Consigne écrite A
Dans le récit du voyage à Haridwar, à quel arrêt le train atteint-il finalement Haridwar ?
Consigne écrite B
D'après le récit du voyage à Haridwar, pourquoi la moto ne peut-elle pas être réparée dès 8 heures du matin ?
---------- Document source
La nuit se passe bien, afin de ne pas rater notre station, nous nous réveillons vers 4h15, et un quart d’heure plus tard, le train s’arrête.
Nous voilà arrivés à Haridwar.
Ah non, c’est Kampur. Haridwar devrait être le prochain arrêt. Voire le suivant. Claire en profite pour essayer de glaner quelques minutes de sommeil pendant que je monte la garde.
En fait ce sera le 7ème arrêt, trois heures plus tard.
Et frais et reposés, nous descendons sur le quai, où nous attend Rajesh.
Toujours emballée. Nos aventures vont pouvoir recommencer.
A un détail près.
En la déballant nous nous apercevons avec stupeur et putréfaction que la poignée d’embrayage de la moto est amputée à la base. Pour rouler c’est du nanan.
Direction le bureau des colis pour leur signifier notre mécontentement et faire en sorte que cela soit réparé, à leurs frais bien entendu.
Il est 8 heures du matin, un jeune employé nonchalant nous explique qu’ils vont voir ce qu’ils peuvent faire pour nous, mais pas avant 10h, les garagistes n’aiment pas se lever tôt. Et on ne peut pas vraiment leur en vouloir.
Alors nous allons passer le temps en buvant des Chai, et en observant la population de cette petite ville qu’est Haridwar.
Haridwar est l’une des 9 villes saintes d’Inde, Vishnou y étant passé, à preuve son empreinte de pied dans le Ghât principal de la ville. Ghât où tous les soirs, à la tombée de la nuit, le Gange est célébré lors de la cérémonie du feu.
Mais nous y reviendrons, car il s’est passé deux heures et nous retournons à nos considérations plus terre à terre, récupérons notre mob.
A notre retour à la gare, et après quelques minutes, le jeune nous remet entre les mains de son supérieur hiérarchique.
Qui nous demande le reçu de transport pour la moto. Nous l’avons donné à un de ses bougres.
Puis il vient voir la moto et nous dit : « Ah, non, il n’y a pas de garantie la moto n’est pas emballée, maintenant cassez-vous ».
Nous lui expliquons que nous l’avons déballée, et que comme il le sait, vu que c’est son métier, aucune moto ne monte dans un train sans être dûment emballée.
Sa réponse : « no garanty, go away ».
Alors on monte dans les tours.
Claire récupère le reçu de transport qu’il gardait derrière son dos, pendant que je pars en quête d’un policier.
--------------------
---------- Items fournis
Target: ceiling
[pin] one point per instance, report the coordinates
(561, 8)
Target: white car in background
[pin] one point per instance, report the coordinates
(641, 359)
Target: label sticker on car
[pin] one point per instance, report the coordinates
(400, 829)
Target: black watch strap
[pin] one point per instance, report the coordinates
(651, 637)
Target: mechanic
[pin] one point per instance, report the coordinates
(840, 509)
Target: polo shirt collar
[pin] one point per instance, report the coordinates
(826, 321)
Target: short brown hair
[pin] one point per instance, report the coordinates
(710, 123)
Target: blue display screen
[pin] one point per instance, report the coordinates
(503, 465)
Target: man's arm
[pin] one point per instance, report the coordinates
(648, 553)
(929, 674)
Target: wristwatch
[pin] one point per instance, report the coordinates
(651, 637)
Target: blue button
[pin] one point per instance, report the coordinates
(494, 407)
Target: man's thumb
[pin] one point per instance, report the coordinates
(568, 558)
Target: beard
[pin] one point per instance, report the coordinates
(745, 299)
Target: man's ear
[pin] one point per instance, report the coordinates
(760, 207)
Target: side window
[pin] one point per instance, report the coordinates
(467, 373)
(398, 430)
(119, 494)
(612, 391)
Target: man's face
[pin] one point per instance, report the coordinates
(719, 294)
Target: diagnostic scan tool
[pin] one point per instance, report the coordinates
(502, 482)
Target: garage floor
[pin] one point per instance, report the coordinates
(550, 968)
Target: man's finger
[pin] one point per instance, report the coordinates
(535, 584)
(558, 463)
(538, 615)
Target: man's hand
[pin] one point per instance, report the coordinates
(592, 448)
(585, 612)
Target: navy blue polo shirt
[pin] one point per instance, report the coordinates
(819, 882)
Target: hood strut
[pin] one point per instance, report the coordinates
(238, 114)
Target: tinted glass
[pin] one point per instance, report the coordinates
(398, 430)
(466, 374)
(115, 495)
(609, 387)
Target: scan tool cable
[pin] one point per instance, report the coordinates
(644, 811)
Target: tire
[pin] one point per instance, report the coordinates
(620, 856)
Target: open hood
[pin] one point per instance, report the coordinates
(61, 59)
--------------------
Réponse attendue A
Au septième arrêt, trois heures après Kampur.

Réponse attendue B
Le jeune employé du bureau des colis explique qu'on ne pourra rien faire pour eux avant 10 heures, car les garagistes n'aiment pas se lever tôt.